### Task directions
Your answer must consist of exactly the lines below, starting with the line with "Practice task. Find the parked" and going on through the line with "Practice task. Find the metal", and nothing else.

### Data

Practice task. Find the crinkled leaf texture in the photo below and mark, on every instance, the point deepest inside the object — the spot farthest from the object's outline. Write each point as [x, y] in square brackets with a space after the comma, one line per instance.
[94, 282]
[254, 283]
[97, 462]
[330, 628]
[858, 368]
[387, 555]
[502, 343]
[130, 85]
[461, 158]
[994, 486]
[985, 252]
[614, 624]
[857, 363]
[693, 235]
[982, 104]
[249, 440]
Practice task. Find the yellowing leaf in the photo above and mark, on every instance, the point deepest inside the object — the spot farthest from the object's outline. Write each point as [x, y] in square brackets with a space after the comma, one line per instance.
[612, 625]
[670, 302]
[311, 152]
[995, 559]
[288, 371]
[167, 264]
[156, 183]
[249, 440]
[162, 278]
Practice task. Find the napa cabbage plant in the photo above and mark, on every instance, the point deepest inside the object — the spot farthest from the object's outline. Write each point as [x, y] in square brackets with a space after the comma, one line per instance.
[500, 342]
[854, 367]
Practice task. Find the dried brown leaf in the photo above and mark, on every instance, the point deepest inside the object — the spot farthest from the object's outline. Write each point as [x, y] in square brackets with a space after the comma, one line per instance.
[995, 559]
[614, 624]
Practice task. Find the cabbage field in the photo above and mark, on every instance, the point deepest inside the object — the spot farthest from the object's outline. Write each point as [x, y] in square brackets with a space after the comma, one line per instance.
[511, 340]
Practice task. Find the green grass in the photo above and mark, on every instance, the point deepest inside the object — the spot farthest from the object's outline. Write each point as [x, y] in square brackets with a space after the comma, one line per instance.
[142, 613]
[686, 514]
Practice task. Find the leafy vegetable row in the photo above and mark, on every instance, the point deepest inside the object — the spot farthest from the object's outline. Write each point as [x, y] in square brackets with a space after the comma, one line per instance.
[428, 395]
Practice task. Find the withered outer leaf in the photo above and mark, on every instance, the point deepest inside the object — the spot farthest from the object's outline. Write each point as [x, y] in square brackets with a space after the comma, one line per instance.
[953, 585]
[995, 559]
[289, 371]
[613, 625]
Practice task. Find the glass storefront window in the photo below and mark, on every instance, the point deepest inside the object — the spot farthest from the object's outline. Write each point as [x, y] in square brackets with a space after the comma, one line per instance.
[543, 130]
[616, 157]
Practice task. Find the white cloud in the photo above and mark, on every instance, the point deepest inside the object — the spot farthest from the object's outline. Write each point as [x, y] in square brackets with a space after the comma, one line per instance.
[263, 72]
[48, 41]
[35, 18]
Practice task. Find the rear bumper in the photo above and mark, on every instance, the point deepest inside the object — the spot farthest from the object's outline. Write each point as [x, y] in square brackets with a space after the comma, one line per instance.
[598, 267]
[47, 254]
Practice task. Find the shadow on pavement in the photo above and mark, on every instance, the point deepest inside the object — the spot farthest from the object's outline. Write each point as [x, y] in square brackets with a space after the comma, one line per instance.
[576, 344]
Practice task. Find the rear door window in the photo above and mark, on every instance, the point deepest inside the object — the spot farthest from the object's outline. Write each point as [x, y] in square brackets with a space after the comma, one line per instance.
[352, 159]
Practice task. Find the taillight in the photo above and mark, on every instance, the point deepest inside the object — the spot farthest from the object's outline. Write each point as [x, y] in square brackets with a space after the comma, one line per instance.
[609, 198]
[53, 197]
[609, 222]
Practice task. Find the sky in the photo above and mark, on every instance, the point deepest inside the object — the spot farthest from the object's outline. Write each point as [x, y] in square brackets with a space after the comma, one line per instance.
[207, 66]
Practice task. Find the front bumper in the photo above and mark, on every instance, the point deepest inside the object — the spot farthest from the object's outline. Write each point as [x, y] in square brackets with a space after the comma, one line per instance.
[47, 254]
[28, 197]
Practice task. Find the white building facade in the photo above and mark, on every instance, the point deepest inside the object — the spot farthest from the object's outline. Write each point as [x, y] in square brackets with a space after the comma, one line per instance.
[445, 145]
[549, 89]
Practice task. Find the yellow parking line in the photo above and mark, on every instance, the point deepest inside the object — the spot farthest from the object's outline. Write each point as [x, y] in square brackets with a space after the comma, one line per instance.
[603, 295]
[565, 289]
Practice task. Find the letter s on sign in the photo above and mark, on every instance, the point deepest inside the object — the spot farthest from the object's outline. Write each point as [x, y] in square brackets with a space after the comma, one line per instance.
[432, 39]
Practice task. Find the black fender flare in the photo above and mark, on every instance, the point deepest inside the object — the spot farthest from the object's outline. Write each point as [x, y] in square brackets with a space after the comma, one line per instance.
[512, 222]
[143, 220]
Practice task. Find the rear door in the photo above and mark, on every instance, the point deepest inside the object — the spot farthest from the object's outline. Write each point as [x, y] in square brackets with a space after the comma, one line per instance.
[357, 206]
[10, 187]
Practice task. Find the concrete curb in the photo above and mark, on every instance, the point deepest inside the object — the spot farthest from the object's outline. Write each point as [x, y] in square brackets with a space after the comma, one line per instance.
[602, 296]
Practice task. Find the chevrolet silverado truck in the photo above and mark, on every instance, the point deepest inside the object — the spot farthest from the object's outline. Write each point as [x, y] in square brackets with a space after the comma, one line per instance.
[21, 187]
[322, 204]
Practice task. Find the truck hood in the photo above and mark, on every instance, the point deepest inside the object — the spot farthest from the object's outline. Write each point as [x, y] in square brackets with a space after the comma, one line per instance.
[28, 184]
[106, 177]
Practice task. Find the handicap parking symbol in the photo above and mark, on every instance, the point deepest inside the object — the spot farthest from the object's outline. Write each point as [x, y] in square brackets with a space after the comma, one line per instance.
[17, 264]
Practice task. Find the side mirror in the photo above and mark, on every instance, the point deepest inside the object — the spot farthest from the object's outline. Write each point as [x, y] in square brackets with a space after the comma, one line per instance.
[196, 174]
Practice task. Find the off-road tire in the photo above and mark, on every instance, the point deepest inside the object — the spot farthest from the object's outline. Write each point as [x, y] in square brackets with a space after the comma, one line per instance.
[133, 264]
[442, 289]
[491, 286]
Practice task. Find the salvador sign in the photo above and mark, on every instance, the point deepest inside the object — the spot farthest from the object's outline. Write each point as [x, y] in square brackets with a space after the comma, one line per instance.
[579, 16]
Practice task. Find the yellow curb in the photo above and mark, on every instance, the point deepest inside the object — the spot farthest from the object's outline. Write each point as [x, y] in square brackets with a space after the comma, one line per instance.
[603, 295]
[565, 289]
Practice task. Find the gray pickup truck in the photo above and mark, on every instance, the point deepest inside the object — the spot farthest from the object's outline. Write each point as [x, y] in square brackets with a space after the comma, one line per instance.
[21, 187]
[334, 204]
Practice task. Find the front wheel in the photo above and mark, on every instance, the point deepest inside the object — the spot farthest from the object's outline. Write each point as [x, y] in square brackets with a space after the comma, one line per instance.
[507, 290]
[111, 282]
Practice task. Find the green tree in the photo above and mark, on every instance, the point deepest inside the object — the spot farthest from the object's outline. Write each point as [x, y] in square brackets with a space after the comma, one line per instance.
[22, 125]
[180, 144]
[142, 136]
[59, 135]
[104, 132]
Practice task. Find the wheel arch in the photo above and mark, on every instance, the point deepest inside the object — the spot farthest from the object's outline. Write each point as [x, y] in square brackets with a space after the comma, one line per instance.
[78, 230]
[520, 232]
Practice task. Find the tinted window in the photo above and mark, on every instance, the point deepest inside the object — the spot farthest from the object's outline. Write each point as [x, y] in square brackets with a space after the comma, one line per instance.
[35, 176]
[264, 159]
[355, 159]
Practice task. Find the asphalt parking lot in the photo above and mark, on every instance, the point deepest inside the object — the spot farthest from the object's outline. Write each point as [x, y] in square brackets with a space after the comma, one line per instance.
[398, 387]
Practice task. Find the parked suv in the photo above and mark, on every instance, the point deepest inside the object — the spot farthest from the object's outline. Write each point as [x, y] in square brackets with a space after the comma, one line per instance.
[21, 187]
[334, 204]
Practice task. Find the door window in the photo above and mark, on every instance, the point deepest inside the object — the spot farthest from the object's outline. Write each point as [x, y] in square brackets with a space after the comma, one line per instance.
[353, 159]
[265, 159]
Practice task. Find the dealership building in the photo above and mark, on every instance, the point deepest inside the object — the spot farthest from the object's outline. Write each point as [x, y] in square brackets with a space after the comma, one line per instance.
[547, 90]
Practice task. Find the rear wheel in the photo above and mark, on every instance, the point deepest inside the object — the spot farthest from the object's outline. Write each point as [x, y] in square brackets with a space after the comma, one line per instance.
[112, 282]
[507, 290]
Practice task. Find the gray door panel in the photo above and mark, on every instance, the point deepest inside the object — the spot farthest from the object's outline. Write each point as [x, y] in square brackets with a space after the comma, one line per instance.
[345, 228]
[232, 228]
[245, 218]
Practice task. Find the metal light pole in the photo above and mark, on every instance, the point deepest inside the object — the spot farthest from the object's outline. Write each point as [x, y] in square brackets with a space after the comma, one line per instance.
---
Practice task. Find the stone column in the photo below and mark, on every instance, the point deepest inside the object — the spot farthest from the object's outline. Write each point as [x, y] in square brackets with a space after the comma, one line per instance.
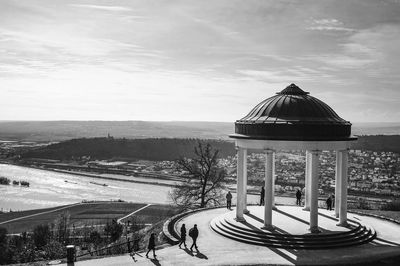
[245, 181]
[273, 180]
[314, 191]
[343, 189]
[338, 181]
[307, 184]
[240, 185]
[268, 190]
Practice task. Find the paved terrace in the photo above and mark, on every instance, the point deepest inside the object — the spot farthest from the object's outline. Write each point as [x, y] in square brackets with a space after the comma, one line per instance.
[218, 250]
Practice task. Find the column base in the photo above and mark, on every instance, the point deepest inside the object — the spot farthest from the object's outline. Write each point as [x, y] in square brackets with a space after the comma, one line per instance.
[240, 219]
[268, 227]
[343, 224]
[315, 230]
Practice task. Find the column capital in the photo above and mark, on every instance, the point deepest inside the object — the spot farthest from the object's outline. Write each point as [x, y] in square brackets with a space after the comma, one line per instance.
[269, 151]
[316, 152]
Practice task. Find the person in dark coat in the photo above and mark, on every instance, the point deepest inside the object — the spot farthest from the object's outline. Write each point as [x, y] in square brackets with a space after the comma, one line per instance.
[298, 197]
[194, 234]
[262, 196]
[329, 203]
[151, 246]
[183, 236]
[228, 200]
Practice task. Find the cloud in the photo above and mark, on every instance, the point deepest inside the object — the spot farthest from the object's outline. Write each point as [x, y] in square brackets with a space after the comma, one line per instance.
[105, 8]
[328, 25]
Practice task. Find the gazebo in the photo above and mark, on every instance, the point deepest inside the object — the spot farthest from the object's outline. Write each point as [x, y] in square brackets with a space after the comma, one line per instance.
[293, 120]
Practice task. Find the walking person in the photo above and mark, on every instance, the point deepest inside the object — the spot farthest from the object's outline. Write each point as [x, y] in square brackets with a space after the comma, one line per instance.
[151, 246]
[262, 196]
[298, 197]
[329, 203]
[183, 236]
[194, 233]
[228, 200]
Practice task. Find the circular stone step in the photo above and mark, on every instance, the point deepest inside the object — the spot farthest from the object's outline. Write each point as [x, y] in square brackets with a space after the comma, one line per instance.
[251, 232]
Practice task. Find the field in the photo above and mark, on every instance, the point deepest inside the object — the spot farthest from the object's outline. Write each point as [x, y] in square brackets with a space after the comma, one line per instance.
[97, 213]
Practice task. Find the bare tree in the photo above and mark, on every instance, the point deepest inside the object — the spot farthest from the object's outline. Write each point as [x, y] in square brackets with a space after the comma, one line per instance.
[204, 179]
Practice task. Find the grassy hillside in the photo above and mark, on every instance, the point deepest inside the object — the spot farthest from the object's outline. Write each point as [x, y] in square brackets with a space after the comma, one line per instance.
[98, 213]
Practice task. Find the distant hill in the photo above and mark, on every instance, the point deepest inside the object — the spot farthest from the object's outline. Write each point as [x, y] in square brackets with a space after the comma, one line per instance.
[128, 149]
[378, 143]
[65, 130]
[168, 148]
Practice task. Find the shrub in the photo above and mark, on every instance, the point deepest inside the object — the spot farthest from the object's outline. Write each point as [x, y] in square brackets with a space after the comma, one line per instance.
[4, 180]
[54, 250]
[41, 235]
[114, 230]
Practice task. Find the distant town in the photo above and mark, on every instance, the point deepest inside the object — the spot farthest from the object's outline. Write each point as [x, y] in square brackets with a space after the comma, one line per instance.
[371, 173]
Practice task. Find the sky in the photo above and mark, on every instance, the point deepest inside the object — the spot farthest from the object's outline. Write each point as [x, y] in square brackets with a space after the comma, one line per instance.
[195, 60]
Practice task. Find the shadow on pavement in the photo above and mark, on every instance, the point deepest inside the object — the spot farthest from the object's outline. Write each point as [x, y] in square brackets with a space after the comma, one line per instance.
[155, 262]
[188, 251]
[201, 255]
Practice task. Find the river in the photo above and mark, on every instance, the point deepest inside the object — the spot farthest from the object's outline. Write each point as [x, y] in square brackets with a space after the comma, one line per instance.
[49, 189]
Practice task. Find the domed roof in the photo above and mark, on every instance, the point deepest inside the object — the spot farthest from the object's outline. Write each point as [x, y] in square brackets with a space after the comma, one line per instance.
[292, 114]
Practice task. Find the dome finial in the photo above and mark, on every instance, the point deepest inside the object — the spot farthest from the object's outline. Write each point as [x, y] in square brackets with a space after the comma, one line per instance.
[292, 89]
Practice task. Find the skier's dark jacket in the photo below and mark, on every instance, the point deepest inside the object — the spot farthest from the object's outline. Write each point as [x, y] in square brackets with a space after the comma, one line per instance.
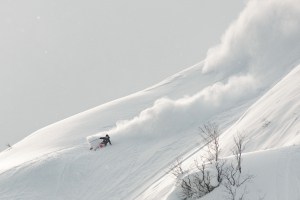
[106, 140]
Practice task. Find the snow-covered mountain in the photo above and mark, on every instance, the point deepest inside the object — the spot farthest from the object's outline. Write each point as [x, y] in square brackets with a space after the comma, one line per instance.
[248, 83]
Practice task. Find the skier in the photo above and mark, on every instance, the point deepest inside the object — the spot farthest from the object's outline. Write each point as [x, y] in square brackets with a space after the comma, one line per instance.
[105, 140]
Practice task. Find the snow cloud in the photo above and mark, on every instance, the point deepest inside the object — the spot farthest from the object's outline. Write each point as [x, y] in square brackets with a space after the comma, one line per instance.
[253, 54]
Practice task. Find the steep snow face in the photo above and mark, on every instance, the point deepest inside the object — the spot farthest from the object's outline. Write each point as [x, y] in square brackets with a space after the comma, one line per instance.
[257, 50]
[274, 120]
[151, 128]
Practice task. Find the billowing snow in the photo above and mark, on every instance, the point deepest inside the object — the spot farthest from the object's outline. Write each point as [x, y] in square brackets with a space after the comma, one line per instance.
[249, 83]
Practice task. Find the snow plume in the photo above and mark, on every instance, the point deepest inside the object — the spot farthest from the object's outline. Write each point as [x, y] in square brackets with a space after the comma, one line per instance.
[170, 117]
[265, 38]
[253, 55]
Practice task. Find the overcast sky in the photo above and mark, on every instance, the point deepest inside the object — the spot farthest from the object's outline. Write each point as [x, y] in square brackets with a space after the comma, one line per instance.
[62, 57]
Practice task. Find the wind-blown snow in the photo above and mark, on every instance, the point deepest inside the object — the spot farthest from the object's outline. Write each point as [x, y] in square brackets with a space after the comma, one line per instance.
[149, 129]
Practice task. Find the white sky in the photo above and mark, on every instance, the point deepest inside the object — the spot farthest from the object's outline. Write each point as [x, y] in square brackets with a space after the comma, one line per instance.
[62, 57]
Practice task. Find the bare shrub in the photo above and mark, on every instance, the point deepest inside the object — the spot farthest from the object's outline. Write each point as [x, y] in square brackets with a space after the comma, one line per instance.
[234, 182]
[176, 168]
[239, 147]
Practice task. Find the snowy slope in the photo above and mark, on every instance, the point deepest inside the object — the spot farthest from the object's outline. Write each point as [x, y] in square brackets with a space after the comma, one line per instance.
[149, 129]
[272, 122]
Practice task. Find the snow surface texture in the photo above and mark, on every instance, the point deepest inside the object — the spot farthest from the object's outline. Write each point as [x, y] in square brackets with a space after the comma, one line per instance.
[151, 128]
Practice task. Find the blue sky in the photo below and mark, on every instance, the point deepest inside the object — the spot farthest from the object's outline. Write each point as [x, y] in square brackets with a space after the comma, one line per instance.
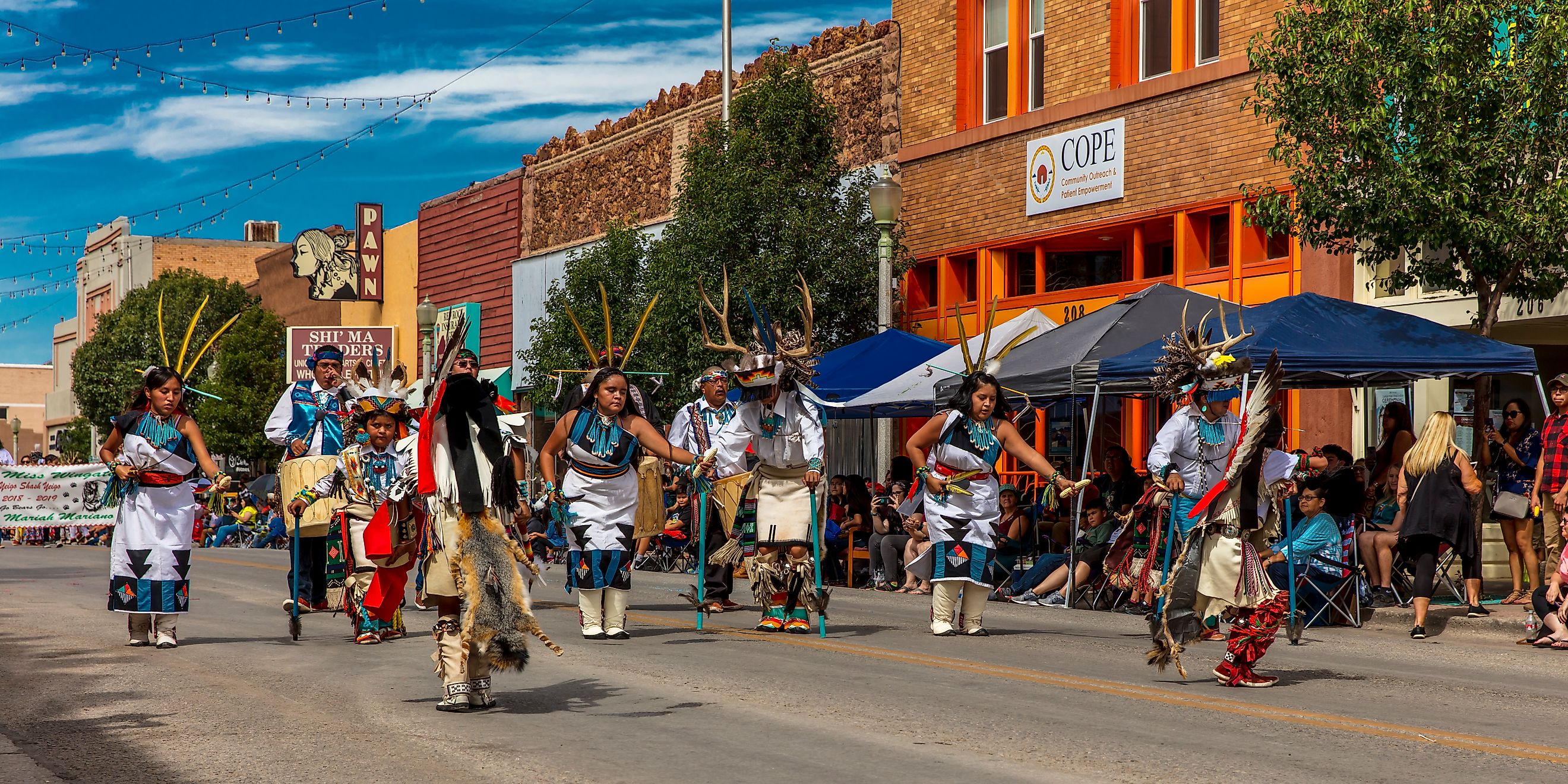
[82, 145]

### Solved problem
Practice task. Find the parked suv in the photo above and mark, on every instance, the point deepest inside the object — the spot farthest from the object's outline. Write each point as [x, y] in square brackets with a space after the comma, one line per instance.
[21, 187]
[334, 204]
Practice task. Find the door window in the photo above and mark, on every instance, the point deepest inside the object — the spot farthest from the object's outline. Write each point as [x, y] in square brackets with a space after the comma, one line per instance.
[353, 159]
[265, 159]
Practice task. Find the dealership building in the photo above and mark, on every instance, the point deepest inside the object — the spot farthest from the object's outline. Write each point as [x, y] in square brackets with a space after the comma, one line per instance.
[547, 90]
Practice task. Find the rear wheel in the photo above and mark, on every instance, the point deepest inside the object — the spot farthest from the object's outline. Write each point as [x, y] in square brackets with a space after the comma, one line per instance.
[112, 282]
[507, 290]
Practice task. Find the gray door panel in the photo above and mark, on every instance, the point deepest inside the object — the spot farthest from the object's outline. Write each point as [x, y] in square brackets with a space after the comma, one line per instance.
[345, 228]
[232, 228]
[245, 218]
Practice task. Find the metal light pole in the photo above and mark, on every instance, the point deepest inside the object — the spot farthest from the object's outline. Write each point as [x, y] in square brackets with a space after the comma, one line per instance.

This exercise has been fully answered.